Required task >> Go to the line containing "target: push pin" below; retype it and all following lines exactly, and leave out the pictures.

Data rows >>
──────────────────────────────
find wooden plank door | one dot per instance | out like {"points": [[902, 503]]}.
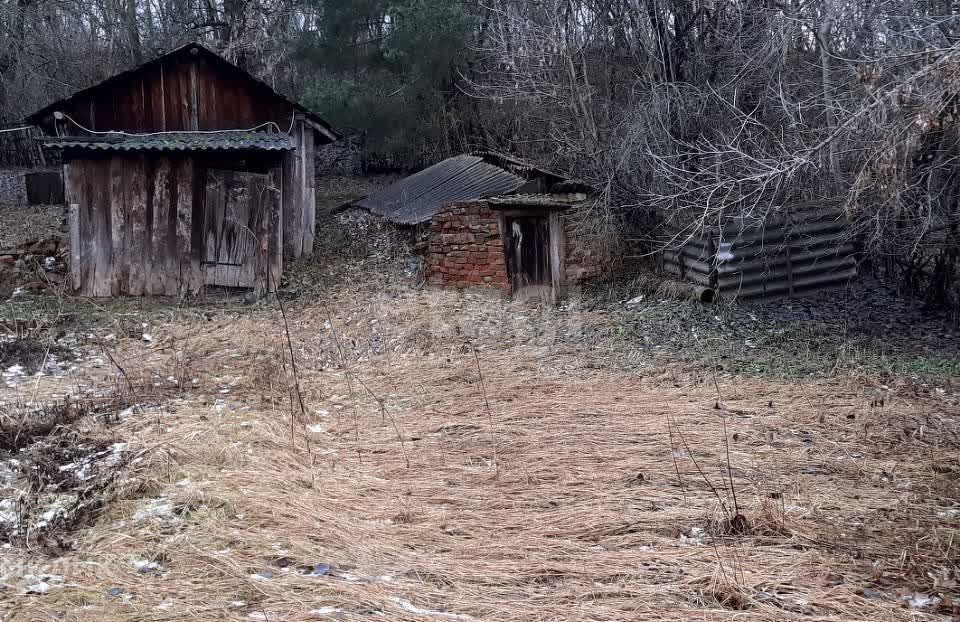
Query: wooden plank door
{"points": [[240, 213], [528, 252]]}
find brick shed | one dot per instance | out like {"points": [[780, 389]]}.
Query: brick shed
{"points": [[522, 244]]}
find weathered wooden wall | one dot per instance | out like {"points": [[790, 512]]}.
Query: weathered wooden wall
{"points": [[143, 225], [176, 94], [194, 90]]}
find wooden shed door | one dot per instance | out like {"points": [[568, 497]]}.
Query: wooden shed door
{"points": [[528, 251], [240, 212]]}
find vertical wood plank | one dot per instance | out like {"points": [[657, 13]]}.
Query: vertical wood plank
{"points": [[188, 267], [156, 282], [290, 194], [556, 255], [194, 97], [138, 239], [276, 231], [103, 233], [309, 191], [119, 260], [71, 191]]}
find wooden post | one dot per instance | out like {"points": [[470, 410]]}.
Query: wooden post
{"points": [[293, 197], [73, 218], [309, 192], [119, 255], [139, 240], [556, 256]]}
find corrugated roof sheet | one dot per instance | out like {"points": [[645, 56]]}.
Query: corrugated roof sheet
{"points": [[558, 200], [175, 141], [415, 199]]}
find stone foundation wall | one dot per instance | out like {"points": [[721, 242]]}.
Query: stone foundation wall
{"points": [[466, 249], [13, 186]]}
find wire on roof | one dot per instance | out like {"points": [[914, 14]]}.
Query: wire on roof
{"points": [[135, 135]]}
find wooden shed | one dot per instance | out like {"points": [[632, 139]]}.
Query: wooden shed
{"points": [[182, 173]]}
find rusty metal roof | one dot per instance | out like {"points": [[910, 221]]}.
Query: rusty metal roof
{"points": [[415, 199], [175, 141]]}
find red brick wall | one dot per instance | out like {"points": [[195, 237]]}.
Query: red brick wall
{"points": [[466, 249]]}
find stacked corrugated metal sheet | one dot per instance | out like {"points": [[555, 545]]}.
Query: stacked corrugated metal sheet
{"points": [[415, 199], [783, 257], [175, 141]]}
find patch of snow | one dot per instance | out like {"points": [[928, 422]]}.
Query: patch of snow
{"points": [[920, 601], [325, 611], [694, 538], [38, 588], [145, 566], [8, 511], [157, 508], [409, 607]]}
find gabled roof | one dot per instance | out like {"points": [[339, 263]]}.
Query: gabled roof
{"points": [[175, 141], [415, 199], [187, 50]]}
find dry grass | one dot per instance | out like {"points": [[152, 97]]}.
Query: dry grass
{"points": [[566, 485]]}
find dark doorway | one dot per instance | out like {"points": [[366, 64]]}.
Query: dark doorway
{"points": [[239, 206], [528, 251]]}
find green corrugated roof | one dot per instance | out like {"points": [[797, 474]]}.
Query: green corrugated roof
{"points": [[175, 141]]}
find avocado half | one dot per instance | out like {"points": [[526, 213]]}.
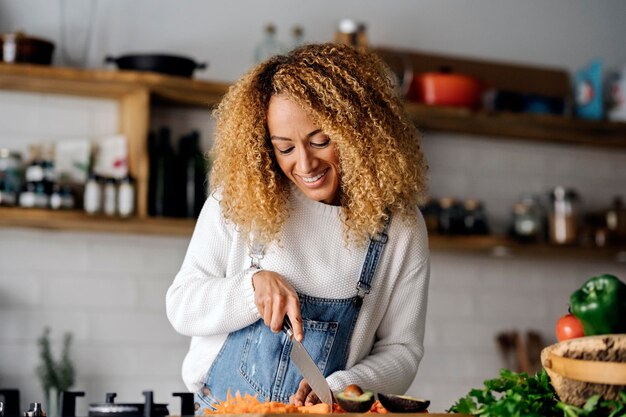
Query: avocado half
{"points": [[355, 400], [402, 403]]}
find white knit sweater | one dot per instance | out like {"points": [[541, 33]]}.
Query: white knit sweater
{"points": [[212, 294]]}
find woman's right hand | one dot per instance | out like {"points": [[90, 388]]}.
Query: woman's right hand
{"points": [[274, 298]]}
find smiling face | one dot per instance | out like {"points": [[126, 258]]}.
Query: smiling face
{"points": [[304, 153]]}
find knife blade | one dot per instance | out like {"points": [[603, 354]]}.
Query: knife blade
{"points": [[307, 367]]}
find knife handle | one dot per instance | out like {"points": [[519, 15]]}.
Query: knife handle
{"points": [[287, 327]]}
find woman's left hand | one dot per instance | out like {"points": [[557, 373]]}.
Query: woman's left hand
{"points": [[304, 395]]}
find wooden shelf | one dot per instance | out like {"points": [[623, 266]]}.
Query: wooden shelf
{"points": [[112, 84], [75, 220], [501, 246], [135, 91], [538, 128], [498, 246]]}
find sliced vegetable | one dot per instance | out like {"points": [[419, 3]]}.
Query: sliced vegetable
{"points": [[402, 403], [355, 400]]}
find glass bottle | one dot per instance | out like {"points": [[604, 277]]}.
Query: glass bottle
{"points": [[92, 200], [564, 216], [109, 197], [193, 175], [527, 223], [162, 198], [126, 197]]}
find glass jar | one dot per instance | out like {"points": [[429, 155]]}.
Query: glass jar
{"points": [[528, 219], [564, 216]]}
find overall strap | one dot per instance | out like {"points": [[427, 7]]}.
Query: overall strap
{"points": [[374, 250]]}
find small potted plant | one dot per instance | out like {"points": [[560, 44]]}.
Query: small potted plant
{"points": [[55, 376]]}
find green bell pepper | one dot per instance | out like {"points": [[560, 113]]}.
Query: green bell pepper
{"points": [[600, 304]]}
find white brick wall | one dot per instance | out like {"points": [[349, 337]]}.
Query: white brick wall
{"points": [[108, 290]]}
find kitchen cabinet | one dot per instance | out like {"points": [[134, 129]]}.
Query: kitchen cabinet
{"points": [[137, 92]]}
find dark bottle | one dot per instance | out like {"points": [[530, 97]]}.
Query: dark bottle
{"points": [[451, 217], [193, 175], [161, 185], [475, 220]]}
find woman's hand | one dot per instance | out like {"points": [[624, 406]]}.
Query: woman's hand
{"points": [[304, 395], [275, 298]]}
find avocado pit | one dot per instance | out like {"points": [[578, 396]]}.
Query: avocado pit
{"points": [[353, 399], [402, 403]]}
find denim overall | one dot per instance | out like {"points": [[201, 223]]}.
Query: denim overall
{"points": [[254, 360]]}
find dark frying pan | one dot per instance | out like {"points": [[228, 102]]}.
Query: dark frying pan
{"points": [[161, 63]]}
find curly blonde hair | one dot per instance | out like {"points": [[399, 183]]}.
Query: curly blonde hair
{"points": [[350, 95]]}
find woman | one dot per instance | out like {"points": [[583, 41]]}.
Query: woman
{"points": [[317, 176]]}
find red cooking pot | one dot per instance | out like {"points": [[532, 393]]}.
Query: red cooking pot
{"points": [[18, 47], [446, 89]]}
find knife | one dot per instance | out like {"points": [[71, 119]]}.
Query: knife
{"points": [[309, 370]]}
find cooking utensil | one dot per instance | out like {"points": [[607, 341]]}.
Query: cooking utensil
{"points": [[161, 63], [309, 370], [18, 47]]}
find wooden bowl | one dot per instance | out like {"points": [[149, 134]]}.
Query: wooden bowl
{"points": [[582, 367]]}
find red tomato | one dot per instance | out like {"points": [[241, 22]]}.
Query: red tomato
{"points": [[569, 327]]}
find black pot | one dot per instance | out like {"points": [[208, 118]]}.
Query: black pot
{"points": [[164, 64], [112, 409]]}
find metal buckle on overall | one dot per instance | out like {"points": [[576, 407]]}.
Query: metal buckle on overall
{"points": [[361, 292]]}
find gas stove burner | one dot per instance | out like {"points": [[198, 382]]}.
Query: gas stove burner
{"points": [[9, 406]]}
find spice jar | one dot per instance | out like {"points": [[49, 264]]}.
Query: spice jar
{"points": [[475, 218], [528, 220], [564, 216], [616, 220]]}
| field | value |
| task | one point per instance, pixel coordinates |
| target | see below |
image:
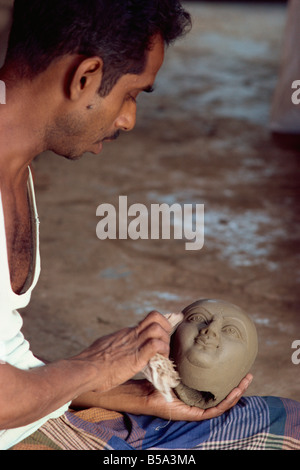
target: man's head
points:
(213, 348)
(101, 53)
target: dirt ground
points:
(201, 138)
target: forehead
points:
(154, 61)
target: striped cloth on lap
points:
(255, 423)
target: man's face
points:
(85, 130)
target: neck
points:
(21, 124)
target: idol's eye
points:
(232, 331)
(198, 318)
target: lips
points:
(208, 343)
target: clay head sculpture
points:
(213, 348)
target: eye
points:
(131, 98)
(232, 331)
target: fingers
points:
(230, 401)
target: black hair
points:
(118, 31)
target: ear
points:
(86, 79)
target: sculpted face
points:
(213, 348)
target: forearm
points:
(28, 395)
(130, 397)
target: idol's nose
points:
(213, 329)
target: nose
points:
(212, 330)
(127, 118)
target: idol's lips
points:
(206, 342)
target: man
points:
(73, 71)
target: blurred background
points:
(203, 137)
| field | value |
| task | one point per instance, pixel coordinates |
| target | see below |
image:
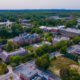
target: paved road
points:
(31, 63)
(24, 66)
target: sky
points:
(39, 4)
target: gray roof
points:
(29, 72)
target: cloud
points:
(39, 4)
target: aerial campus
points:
(39, 44)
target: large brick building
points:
(26, 38)
(5, 55)
(69, 32)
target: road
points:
(21, 67)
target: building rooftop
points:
(57, 39)
(74, 49)
(25, 36)
(5, 54)
(49, 28)
(7, 77)
(72, 30)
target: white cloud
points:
(39, 4)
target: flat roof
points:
(72, 30)
(75, 48)
(49, 28)
(29, 72)
(60, 38)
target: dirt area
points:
(62, 62)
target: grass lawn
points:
(60, 63)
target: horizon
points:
(39, 4)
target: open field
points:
(60, 63)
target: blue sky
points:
(39, 4)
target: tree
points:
(11, 77)
(15, 59)
(43, 62)
(11, 46)
(63, 50)
(49, 39)
(64, 73)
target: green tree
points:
(11, 46)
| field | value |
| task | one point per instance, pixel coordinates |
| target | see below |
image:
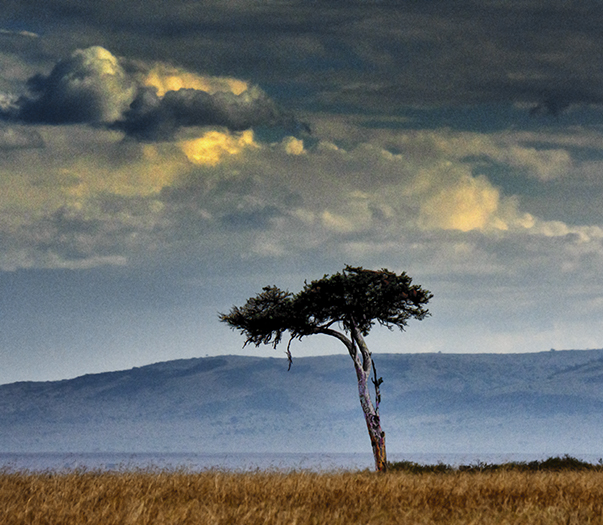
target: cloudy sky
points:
(161, 161)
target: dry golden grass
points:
(212, 497)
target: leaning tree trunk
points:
(363, 363)
(363, 367)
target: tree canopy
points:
(355, 297)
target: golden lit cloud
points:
(211, 147)
(165, 78)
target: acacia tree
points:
(346, 306)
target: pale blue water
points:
(240, 461)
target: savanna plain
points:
(407, 493)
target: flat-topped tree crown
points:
(353, 297)
(362, 297)
(345, 305)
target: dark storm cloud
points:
(93, 86)
(366, 55)
(151, 117)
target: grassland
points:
(518, 493)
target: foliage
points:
(354, 297)
(553, 464)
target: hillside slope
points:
(550, 402)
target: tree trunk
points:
(363, 363)
(371, 411)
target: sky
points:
(161, 161)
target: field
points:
(409, 494)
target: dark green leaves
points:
(353, 297)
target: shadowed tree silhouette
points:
(346, 306)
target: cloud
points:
(19, 138)
(88, 87)
(212, 146)
(148, 102)
(151, 117)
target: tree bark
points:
(371, 411)
(363, 364)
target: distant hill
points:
(549, 402)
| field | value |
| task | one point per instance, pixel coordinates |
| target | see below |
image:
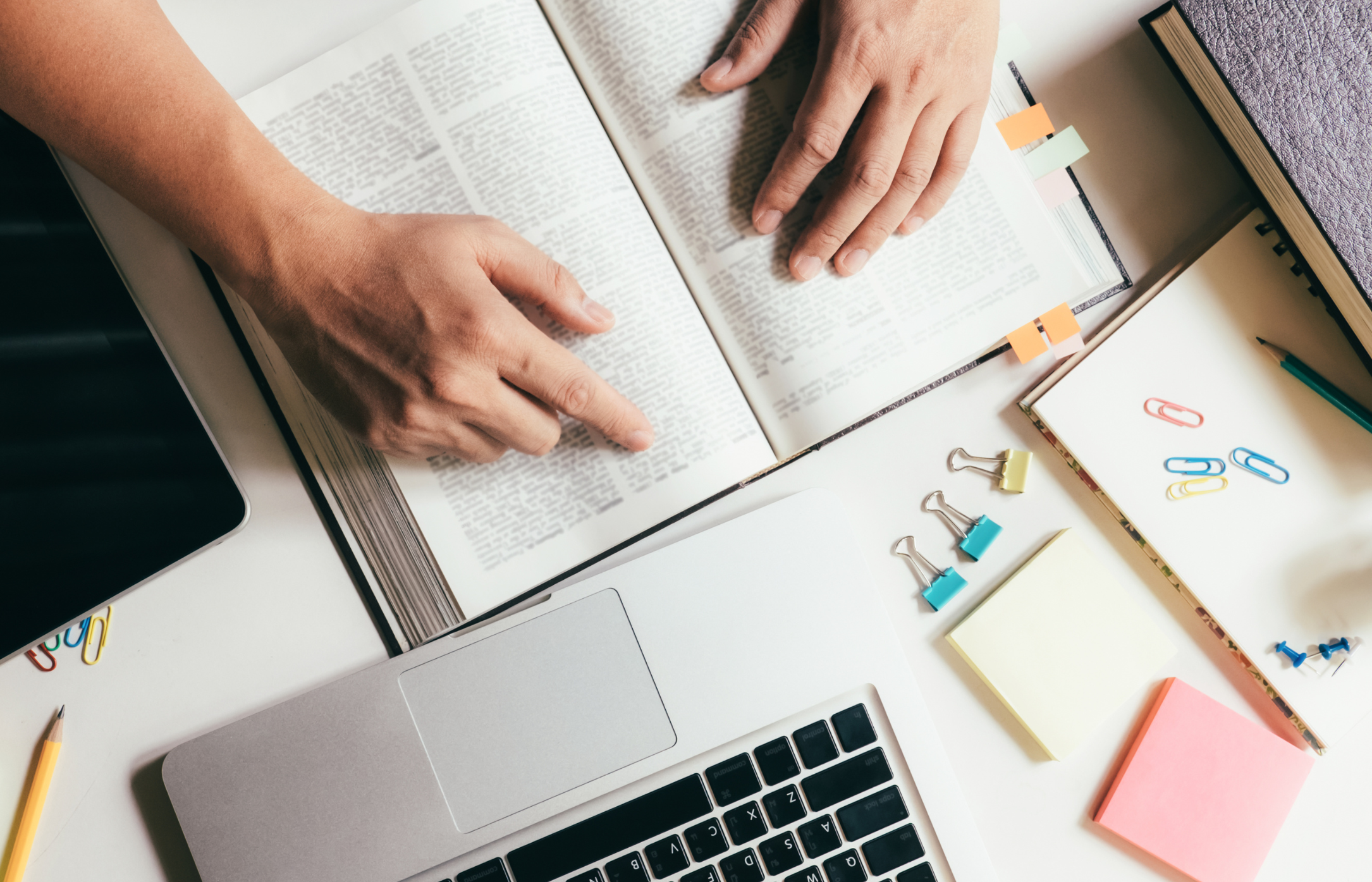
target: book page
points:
(471, 106)
(812, 357)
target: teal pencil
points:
(1331, 393)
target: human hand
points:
(921, 68)
(400, 326)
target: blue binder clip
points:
(980, 534)
(943, 586)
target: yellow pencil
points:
(37, 796)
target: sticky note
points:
(1060, 322)
(1027, 342)
(1203, 788)
(1061, 644)
(1028, 125)
(1057, 152)
(1055, 188)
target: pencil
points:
(37, 796)
(1327, 390)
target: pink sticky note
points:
(1204, 789)
(1057, 188)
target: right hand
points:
(401, 327)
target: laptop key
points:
(819, 837)
(706, 840)
(893, 850)
(844, 867)
(784, 805)
(854, 729)
(872, 814)
(666, 858)
(745, 823)
(844, 781)
(733, 780)
(816, 744)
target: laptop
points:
(732, 708)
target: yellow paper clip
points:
(1196, 487)
(1013, 474)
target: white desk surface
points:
(271, 612)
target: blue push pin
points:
(1297, 659)
(980, 532)
(945, 585)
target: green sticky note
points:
(1060, 151)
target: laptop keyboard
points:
(818, 805)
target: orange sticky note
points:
(1028, 125)
(1060, 322)
(1027, 342)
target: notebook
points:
(1261, 563)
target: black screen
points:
(106, 472)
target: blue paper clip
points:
(980, 532)
(943, 586)
(1249, 457)
(1211, 463)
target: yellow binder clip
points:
(1013, 472)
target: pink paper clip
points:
(1161, 413)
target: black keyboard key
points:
(745, 823)
(816, 744)
(777, 762)
(596, 838)
(780, 854)
(872, 814)
(854, 729)
(893, 850)
(706, 840)
(844, 867)
(666, 858)
(741, 867)
(784, 805)
(733, 780)
(844, 781)
(819, 837)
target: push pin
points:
(980, 534)
(945, 585)
(1297, 659)
(1013, 472)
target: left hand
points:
(921, 68)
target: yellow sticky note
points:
(1062, 645)
(1028, 125)
(1027, 342)
(1060, 322)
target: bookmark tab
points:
(1058, 152)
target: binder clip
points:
(980, 534)
(943, 586)
(1013, 472)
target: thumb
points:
(754, 47)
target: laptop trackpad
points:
(537, 711)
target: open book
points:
(580, 125)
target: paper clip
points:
(980, 534)
(1013, 474)
(1161, 413)
(1209, 465)
(1246, 463)
(1196, 487)
(943, 586)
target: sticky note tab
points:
(1057, 187)
(1061, 644)
(1203, 788)
(1028, 125)
(1060, 151)
(1027, 342)
(1060, 322)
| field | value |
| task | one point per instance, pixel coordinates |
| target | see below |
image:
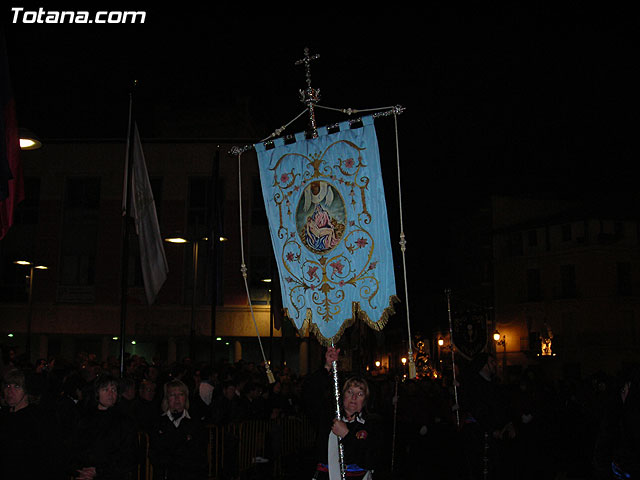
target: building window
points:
(515, 243)
(568, 281)
(623, 270)
(79, 240)
(533, 284)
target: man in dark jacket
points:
(359, 434)
(178, 442)
(104, 443)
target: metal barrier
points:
(241, 446)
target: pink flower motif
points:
(312, 272)
(337, 267)
(361, 242)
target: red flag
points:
(11, 180)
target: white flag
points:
(143, 210)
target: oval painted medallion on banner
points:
(321, 217)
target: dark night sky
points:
(493, 97)
(512, 99)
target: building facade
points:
(71, 222)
──────────────────────────────
Finished exercise >>
target: push pin
points:
(980, 534)
(945, 585)
(1297, 659)
(1013, 472)
target: left hand
points:
(921, 68)
target: yellow sticky note
points:
(1062, 645)
(1028, 125)
(1027, 342)
(1060, 322)
target: bookmark tab
points:
(1058, 152)
target: binder clip
points:
(980, 534)
(943, 586)
(1013, 472)
target: thumb
points:
(754, 47)
target: laptop trackpad
points:
(537, 711)
target: open book
points:
(580, 125)
target: paper clip
points:
(980, 534)
(1013, 474)
(1161, 413)
(1209, 465)
(1246, 463)
(1196, 487)
(943, 586)
target: sticky note tab
points:
(1057, 187)
(1061, 644)
(1203, 788)
(1028, 125)
(1060, 151)
(1027, 342)
(1060, 322)
| field | value |
| task | one point per instance, pixel coordinates |
| target | see below |
image:
target: building window
points:
(515, 243)
(568, 281)
(623, 270)
(79, 240)
(533, 284)
target: man in dark jacket
points:
(359, 434)
(178, 442)
(104, 443)
target: metal barrier
points:
(241, 446)
target: pink flower motif
points:
(312, 272)
(337, 267)
(361, 242)
target: red flag
points:
(11, 180)
target: white flag
points:
(143, 210)
target: oval painted medallion on banner
points:
(321, 217)
target: dark night sky
points:
(493, 97)
(512, 99)
target: building facade
points:
(71, 222)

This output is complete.